Requirement
Copy each of the lines below word for word, keeping their order.

Data for the task
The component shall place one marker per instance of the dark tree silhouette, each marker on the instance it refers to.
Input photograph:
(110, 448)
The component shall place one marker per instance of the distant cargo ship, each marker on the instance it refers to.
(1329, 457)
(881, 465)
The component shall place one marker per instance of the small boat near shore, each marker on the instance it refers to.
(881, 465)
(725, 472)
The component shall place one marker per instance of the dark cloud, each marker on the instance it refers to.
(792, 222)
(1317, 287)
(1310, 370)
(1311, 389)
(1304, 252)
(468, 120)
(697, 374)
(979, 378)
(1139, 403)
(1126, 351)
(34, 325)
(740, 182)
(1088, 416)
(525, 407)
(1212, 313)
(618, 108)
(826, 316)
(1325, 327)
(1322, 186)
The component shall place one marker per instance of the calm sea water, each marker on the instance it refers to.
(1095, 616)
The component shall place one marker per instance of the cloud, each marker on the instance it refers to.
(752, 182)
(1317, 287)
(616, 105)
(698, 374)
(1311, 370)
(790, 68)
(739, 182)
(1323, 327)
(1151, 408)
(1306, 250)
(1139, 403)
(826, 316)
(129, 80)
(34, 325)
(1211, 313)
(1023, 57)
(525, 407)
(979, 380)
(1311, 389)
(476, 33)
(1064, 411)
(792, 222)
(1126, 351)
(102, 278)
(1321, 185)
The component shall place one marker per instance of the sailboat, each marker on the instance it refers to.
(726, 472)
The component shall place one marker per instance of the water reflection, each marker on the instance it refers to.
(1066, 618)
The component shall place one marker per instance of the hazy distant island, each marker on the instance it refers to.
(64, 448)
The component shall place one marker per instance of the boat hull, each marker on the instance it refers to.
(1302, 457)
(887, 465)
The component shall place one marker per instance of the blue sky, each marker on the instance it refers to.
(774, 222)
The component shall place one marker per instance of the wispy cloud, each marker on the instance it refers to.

Response to the exercise
The component shall place one marker per instance of the dark tree silhouette, each marker on the instance it refers to.
Input photograph:
(110, 448)
The component shall place one marker per instance of the distant cargo ship, each marker on the instance it refers to.
(1329, 457)
(881, 465)
The component shall place one marker per instance of the small boat near shore, each marker on the instance it refers to.
(881, 465)
(725, 472)
The component shall place one marker per instance of the dark cloud, each marker on the instance it refers to.
(792, 222)
(1317, 287)
(1310, 370)
(1311, 389)
(1304, 252)
(468, 120)
(697, 374)
(979, 378)
(1139, 403)
(1126, 351)
(34, 325)
(740, 182)
(1088, 416)
(525, 407)
(1212, 313)
(618, 108)
(826, 316)
(1325, 327)
(1322, 186)
The component shall place one marker per instance of the calm sea water, each marker on the instance it refers to.
(1095, 616)
The component shall place one marker per instance of the cloud, each marker on the instance it refers to.
(752, 182)
(1317, 287)
(616, 105)
(698, 374)
(1311, 370)
(790, 68)
(739, 182)
(1323, 327)
(1151, 408)
(1306, 250)
(1139, 403)
(826, 316)
(129, 80)
(34, 325)
(1211, 313)
(1023, 57)
(525, 407)
(979, 380)
(1311, 389)
(476, 33)
(1064, 411)
(792, 222)
(1126, 351)
(102, 278)
(1321, 185)
The component shall place one marker per instance of the sailboat, each marker on the instance it refers to.
(726, 472)
The component shall place one marker per instance of the water reflection, each marker on the instance it refers to.
(1066, 618)
The component shall place one marker per instance of the hazy distant island, each marker on the instance it refers to.
(64, 448)
The component shall place one marker per instance of the boat hull, each marker on the instance it refers to.
(1302, 457)
(887, 465)
The component shall place one marker per instance of the blue sky, each marker on the instance it refers to.
(774, 222)
The component shall place one marker per instance of the wispy cloud, each marker on the instance it refers to.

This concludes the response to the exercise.